=== Materials provided ===

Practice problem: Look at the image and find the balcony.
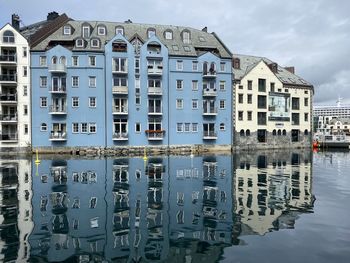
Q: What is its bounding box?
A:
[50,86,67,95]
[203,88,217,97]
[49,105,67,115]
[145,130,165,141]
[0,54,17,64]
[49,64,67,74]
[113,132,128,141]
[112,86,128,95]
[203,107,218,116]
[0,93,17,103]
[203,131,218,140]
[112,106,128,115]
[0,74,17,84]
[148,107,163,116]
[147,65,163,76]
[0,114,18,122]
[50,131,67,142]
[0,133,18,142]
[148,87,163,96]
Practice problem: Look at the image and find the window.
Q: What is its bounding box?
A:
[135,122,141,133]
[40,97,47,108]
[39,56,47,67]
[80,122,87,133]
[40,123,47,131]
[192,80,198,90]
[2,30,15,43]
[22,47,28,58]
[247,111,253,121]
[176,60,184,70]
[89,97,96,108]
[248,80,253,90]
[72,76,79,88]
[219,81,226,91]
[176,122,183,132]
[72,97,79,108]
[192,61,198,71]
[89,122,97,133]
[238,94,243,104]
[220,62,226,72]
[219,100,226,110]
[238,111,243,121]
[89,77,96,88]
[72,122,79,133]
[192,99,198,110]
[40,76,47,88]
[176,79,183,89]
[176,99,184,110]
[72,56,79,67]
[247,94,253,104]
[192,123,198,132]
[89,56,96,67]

===
=== Materials provided ===

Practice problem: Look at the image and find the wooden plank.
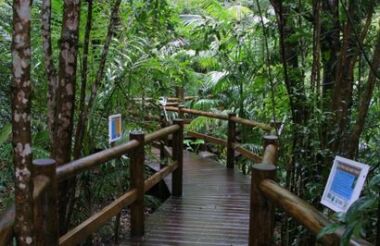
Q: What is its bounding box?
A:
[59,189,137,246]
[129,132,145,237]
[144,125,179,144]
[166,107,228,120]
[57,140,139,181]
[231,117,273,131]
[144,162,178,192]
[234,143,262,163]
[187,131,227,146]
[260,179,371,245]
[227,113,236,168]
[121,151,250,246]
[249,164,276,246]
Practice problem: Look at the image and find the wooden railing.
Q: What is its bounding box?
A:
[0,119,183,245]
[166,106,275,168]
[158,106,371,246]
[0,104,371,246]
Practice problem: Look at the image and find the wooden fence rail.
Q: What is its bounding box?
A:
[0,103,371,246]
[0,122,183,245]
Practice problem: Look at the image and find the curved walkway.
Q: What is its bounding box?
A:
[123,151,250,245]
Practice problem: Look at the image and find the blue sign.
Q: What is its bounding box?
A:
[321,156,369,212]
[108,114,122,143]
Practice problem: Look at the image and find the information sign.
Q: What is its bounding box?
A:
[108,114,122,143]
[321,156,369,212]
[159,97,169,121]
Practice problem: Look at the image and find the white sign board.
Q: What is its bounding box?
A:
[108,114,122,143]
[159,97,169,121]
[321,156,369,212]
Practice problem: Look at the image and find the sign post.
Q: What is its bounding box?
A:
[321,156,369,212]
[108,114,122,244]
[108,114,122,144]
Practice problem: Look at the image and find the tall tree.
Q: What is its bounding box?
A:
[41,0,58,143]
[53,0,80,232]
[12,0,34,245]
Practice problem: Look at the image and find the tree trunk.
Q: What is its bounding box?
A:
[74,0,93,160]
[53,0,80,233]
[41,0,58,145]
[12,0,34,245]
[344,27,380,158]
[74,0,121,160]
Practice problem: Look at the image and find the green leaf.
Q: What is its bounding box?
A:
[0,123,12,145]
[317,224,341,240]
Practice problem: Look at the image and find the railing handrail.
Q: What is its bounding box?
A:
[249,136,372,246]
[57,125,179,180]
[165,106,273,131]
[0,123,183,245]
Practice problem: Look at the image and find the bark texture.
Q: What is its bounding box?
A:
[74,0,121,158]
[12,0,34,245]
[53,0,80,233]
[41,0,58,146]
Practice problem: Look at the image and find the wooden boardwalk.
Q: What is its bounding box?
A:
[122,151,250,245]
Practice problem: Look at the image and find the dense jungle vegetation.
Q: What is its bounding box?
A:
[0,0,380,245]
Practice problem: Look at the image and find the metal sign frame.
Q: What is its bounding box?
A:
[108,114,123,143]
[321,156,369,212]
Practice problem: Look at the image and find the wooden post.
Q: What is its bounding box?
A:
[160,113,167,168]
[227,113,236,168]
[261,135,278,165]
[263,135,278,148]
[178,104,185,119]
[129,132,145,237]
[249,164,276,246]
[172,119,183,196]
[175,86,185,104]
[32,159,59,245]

===
=== Materials provided ===

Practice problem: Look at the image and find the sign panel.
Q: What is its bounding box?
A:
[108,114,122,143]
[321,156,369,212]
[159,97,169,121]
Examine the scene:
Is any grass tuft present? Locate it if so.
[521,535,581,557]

===

● **Exercise aim**
Starting at the line containing "Practice problem: Look at the image and find the wooden fence" and ending at the line containing "[32,159,59,245]", rewrite those entries with "wooden" changed to "timber" and every other part left as it is.

● **Finished task**
Practice problem: Look at the image and find the timber fence rail.
Q: What is its bounding box?
A:
[0,103,371,246]
[0,122,183,245]
Practice problem: Look at the image and find the curved walkway.
Q: What is its bounding box?
A:
[123,151,250,245]
Practice problem: Look at the image and find the blue sign.
Q: What is its bounding box?
A:
[321,156,369,212]
[108,114,122,143]
Practice problem: Look at the image and find the information sign.
Q: What is its bounding box?
A:
[108,114,122,143]
[321,156,369,212]
[159,97,169,121]
Practice problem: Look at the image and find the white sign board.
Q: What is its bounding box?
A:
[108,114,122,143]
[159,97,169,121]
[321,156,369,212]
Practice problem: Look at the image and find the sign post.
Q: What is its bounding box?
A:
[321,156,369,212]
[108,114,122,244]
[108,114,122,144]
Practice problem: Look at the image and find the tall tree.
Q: What is its bounding box?
A:
[41,0,58,143]
[53,0,80,232]
[12,0,34,245]
Practice problem: Look at the image and find the tree trunk.
Q: What is its bounding box?
A:
[74,0,93,160]
[53,0,80,233]
[41,0,58,145]
[12,0,34,245]
[344,27,380,158]
[74,0,121,160]
Practice problem: Look at the image and find the green leaf.
Q: What is its bounding box?
A:
[0,123,12,145]
[317,224,341,240]
Practice problem: Look at the image and find the railing handrail.
Q: What is its bounding box?
A:
[249,136,372,246]
[57,125,179,180]
[165,106,273,131]
[0,123,183,245]
Practice problem: Look at the image and find the bark texture.
Q: What is its bounding box?
A:
[74,0,121,158]
[12,0,34,245]
[53,0,80,233]
[41,0,58,146]
Practice problem: Look at the image and find the timber boardwalk.
Q: What is its bounding box?
A:
[122,151,250,245]
Practice problem: Look at the image and find the dense jungle vegetation.
Q: What is its bounding box?
A:
[0,0,380,245]
Practice problem: Look at the image and find the metal sign frame.
Q: What is its bounding box?
A:
[108,114,123,143]
[321,156,369,212]
Practice problem: Look at the image and find the timber post.
Q: What is its bounding box?
A:
[160,113,167,168]
[227,113,236,168]
[261,135,278,165]
[263,135,278,148]
[178,104,185,119]
[129,132,145,237]
[249,164,276,246]
[172,119,183,196]
[175,86,185,104]
[32,159,59,245]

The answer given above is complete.